**Source text:**

***

Replace CSVs with chi2.ppf for GLRT test (#456)

* Replace CSVs with `chi2.ppf` for GLRT test * default 0.001 * test smaller alphas * specify log in temp dir
isce-framework · Oct 21, 2024 · eb00339 · eb00339
1 parent 53df4b8
commit eb00339
Show file tree

Hide file tree

Showing 5 changed files with 19 additions and 4,050 deletions.
diff --git a/src/dolphin/shp/_glrt.py b/src/dolphin/shp/_glrt.py
@@ -1,14 +1,12 @@
 from __future__ import annotations
 
-import csv
-from functools import lru_cache
 from math import log
-from pathlib import Path
 from typing import Optional
 
 import numba
 import numpy as np
 from numpy.typing import ArrayLike
+from scipy import stats
 
 from dolphin._types import Strides
 from dolphin.utils import _get_slices, compute_out_shape
@@ -78,7 +76,8 @@ def estimate_neighbors(
     half_row, half_col = halfwin_rowcol
     rows, cols = mean.shape
 
-    threshold = get_cutoff(alpha=alpha, N=nslc)
+    # 1 Degree of freedom, regardless of N
+    threshold = stats.chi2.ppf(1 - alpha, df=1)
 
     strides_rowcol = (strides["y"], strides["x"])
     out_rows, out_cols = compute_out_shape((rows, cols), Strides(*strides_rowcol))
@@ -88,6 +87,7 @@ def estimate_neighbors(
     return _loop_over_pixels(
         mean,
         var,
+        nslc,
         halfwin_rowcol,
         strides_rowcol,
         threshold,
@@ -96,47 +96,18 @@ def estimate_neighbors(
     )
 
 
-def get_cutoff(alpha: float, N: int) -> float:
-    r"""Compute the upper cutoff for the GLRT test statistic.
-
-    Statistic is
-
-    \[
-    2\log(\sigma_{pooled}) - \log(\sigma_{p}) -\log(\sigma_{q})
-    \]
-
-    Parameters
-    ----------
-    alpha: float
-        Significance level (0 < alpha < 1).
-    N: int
-        Number of samples.
-
-    Returns
-    -------
-    float
-        Cutoff value for the GLRT test statistic.
-
-    """
-    n_alpha_to_cutoff = _read_cutoff_csv()

***

**Exercise instructions:**
1 > Extract the lines of the commit from "Replace CSVs with chi2.ppf" to "and 4,050 deletions.".
2 > Answer these questions about the commit:
(a) How many changed files does the commit show?
(b) What name does the added import line bring in from scipy?
(c) According to the added comment, how many degrees of freedom does the threshold use?

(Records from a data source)
***

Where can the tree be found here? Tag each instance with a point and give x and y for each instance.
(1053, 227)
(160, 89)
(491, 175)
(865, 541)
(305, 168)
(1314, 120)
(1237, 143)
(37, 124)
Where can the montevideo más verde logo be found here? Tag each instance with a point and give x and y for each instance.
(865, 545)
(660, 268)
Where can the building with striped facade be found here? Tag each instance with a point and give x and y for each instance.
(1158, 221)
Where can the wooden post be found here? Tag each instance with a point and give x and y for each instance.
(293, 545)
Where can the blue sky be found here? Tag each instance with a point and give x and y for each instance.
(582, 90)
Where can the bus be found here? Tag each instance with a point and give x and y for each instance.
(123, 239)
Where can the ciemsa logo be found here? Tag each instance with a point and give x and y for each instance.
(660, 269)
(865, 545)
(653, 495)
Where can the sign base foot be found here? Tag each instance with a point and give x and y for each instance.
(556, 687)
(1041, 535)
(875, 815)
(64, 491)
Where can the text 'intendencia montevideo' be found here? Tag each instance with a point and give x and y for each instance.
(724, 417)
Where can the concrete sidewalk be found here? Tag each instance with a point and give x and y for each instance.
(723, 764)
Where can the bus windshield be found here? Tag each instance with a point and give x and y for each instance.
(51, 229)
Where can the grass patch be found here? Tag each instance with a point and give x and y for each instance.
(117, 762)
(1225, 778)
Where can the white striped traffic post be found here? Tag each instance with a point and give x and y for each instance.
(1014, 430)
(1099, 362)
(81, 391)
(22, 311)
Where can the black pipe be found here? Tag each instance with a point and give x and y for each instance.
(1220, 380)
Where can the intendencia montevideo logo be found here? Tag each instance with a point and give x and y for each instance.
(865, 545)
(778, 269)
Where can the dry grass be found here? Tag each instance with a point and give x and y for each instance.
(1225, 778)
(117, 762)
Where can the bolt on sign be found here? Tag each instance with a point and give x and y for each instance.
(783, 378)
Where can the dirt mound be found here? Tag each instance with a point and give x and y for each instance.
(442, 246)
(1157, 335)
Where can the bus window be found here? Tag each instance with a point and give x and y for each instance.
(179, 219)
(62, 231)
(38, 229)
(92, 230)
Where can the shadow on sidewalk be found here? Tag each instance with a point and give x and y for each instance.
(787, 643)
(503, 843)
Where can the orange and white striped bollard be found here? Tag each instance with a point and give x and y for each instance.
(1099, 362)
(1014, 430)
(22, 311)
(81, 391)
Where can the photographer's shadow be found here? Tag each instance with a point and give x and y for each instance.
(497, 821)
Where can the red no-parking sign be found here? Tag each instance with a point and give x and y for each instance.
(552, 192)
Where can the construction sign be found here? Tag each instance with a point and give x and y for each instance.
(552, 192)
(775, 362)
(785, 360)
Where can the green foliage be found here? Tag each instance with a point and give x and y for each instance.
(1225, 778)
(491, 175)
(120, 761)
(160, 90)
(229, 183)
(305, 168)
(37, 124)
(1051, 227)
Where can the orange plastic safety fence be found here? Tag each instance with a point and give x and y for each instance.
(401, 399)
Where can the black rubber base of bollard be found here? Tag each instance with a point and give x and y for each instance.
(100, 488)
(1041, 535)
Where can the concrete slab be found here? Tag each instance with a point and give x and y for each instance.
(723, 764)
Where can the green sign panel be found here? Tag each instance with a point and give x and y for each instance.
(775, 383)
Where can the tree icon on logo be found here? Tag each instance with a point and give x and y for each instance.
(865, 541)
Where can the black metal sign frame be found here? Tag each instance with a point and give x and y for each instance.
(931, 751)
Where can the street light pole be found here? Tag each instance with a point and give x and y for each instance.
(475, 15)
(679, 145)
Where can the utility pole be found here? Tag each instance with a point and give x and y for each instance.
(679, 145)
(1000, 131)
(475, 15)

***

**Responses for each task:**
1 >
Replace CSVs with chi2.ppf for GLRT test (#456)

* Replace CSVs with `chi2.ppf` for GLRT test * default 0.001 * test smaller alphas * specify log in temp dir
isce-framework · Oct 21, 2024 · eb00339 · eb00339
1 parent 53df4b8
commit eb00339
Show file tree

Hide file tree

Showing 5 changed files with 19 additions and 4,050 deletions.

2 >
(a) 5
(b) stats
(c) 1, regardless of N